EXERCISE OBJECTIVE:
After locating the line containing "Place one point per instance of the red pencil.", restate that line and each one after it exactly, through the last line of the material.

MATERIAL PROVIDED:
====
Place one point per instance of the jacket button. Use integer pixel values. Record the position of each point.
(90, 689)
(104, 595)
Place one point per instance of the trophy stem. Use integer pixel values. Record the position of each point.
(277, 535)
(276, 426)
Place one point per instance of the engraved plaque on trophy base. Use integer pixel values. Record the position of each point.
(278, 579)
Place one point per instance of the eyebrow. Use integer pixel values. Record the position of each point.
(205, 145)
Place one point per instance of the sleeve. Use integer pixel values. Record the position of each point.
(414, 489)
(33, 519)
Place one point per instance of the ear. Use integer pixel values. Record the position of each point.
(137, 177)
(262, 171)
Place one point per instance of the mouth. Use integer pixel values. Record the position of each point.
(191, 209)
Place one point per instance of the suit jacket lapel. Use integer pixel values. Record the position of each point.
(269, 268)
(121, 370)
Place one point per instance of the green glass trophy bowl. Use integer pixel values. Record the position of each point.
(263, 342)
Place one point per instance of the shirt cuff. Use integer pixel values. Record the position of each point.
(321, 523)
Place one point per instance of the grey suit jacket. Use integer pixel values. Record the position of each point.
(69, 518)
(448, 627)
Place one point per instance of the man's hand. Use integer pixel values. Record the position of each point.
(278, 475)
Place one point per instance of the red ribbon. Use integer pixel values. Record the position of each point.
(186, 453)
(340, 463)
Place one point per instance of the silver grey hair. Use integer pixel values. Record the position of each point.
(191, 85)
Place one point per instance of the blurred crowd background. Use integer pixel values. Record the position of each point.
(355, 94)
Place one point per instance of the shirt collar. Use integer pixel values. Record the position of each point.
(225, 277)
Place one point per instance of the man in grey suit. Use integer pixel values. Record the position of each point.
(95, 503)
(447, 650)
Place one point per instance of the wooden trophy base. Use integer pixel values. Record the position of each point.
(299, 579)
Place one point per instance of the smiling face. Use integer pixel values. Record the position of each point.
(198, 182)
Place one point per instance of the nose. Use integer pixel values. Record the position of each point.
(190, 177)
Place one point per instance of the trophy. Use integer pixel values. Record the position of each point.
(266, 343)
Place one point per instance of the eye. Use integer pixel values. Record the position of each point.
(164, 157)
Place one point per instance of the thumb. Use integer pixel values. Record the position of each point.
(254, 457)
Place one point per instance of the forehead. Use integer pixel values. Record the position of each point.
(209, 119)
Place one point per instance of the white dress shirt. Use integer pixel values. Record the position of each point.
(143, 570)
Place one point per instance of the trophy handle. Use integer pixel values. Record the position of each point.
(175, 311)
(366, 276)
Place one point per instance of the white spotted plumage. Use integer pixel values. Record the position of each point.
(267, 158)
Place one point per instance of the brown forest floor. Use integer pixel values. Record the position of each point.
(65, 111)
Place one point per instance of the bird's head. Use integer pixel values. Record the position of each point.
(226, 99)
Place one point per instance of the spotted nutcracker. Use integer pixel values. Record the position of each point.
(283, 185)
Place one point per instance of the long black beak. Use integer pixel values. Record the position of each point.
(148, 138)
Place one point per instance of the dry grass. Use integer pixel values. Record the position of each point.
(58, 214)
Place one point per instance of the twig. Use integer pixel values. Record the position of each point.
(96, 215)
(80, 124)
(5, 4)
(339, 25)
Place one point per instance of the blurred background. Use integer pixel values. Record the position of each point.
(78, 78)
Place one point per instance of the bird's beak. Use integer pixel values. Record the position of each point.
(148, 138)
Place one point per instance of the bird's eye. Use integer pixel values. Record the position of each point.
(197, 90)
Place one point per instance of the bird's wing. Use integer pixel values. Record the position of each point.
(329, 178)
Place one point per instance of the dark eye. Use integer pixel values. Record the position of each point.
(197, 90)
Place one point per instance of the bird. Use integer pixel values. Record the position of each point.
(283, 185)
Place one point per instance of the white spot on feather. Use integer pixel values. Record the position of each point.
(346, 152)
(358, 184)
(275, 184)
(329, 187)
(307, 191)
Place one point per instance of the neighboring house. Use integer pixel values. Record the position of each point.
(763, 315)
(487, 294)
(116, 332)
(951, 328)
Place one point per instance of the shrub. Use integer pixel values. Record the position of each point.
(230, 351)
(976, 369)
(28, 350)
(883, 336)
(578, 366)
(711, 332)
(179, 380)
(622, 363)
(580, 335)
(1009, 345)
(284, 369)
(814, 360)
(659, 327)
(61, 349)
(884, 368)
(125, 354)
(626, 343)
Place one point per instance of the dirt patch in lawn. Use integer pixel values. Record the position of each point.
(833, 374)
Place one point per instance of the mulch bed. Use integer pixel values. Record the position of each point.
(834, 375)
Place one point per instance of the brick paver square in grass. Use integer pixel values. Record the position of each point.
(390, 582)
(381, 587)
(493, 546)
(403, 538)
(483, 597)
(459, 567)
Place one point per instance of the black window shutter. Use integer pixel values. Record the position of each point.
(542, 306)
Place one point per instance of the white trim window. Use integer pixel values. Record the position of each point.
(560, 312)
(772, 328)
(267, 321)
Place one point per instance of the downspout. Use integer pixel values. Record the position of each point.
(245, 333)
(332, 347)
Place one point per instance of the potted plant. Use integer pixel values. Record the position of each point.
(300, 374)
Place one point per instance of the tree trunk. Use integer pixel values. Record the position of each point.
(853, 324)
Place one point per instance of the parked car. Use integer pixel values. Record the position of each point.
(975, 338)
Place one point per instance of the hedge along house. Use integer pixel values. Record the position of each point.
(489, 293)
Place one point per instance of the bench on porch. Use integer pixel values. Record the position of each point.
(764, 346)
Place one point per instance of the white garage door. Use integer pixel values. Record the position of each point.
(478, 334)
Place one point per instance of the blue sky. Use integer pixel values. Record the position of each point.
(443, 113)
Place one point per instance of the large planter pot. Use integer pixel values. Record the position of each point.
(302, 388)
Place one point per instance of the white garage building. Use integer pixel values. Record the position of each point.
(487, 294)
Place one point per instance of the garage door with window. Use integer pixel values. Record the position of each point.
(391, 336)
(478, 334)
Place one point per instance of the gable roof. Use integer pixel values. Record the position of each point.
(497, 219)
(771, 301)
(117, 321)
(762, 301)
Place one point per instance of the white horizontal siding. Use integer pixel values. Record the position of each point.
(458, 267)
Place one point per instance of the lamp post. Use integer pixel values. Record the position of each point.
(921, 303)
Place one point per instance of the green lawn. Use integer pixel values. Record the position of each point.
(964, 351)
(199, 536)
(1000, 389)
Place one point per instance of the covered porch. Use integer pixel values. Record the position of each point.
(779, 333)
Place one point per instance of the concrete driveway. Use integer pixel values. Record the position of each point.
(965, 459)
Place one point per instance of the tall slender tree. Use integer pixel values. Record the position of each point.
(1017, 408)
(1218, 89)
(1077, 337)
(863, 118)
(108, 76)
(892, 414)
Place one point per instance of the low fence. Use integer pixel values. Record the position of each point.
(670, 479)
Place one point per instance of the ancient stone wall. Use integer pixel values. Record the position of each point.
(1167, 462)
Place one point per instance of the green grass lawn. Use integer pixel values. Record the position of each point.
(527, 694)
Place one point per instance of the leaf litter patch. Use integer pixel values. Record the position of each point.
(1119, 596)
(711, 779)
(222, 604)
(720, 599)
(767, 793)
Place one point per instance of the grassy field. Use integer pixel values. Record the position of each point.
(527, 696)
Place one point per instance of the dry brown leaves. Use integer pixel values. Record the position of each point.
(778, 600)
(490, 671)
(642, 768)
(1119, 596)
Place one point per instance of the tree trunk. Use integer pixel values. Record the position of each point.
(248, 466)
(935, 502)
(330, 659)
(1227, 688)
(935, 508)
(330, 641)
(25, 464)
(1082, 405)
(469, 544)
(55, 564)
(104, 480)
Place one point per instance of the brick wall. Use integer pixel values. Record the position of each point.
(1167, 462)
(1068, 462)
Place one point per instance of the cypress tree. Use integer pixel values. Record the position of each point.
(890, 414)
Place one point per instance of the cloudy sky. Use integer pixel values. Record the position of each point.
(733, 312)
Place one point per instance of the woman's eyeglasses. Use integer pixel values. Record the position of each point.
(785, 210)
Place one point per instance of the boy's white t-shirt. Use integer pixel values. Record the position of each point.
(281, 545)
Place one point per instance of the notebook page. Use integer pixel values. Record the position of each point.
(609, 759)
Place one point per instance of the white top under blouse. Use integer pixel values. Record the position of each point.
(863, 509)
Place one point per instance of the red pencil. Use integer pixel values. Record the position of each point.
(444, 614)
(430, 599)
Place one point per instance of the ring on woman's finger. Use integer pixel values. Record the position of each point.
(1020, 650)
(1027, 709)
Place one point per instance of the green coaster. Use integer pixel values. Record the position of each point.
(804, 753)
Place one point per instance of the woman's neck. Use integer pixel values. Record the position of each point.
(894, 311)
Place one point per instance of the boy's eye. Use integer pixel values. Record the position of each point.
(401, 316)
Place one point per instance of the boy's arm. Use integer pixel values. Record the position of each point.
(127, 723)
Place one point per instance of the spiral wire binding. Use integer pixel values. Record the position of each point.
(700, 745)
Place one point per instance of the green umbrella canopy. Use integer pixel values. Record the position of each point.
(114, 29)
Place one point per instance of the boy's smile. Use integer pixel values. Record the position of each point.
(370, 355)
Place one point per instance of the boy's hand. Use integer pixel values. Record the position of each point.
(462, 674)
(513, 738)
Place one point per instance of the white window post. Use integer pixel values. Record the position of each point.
====
TASK OUTPUT:
Place one point per instance of the red pencil. Use integer pixel values. Record the position of each point.
(444, 614)
(430, 599)
Place one point per instance of the ring on woman's finger. Use integer pixel values. Record the position of each point.
(1020, 650)
(1027, 709)
Place one point per instance of the green coaster. Use integer pixel values. Record the position of each point.
(804, 753)
Place one point per instance of the woman's neck. Use integer pixel values. Record the position of each point.
(894, 311)
Place one point per instance of the boy's eye. Use integer pixel values. Record the position of each point.
(401, 316)
Place one point per instance of the boy's arm. Use integer pixel values. Record the position of each point.
(127, 723)
Place one point per instance of the spiral wire binding. Use integer pixel values. Record the position of each point.
(700, 745)
Place one point per instance of the green umbrella canopy. Use integer pixel values. Record the position of each point.
(114, 29)
Place one point per instance of the boy's smile. Use integer pixel values. Record the position of each point.
(370, 355)
Place one point per instance of the boy's hand. Use integer pixel values. Record the position of each point.
(462, 674)
(513, 738)
Place one point per instance of the white window post. Use integer pixel values. Record the position of each point.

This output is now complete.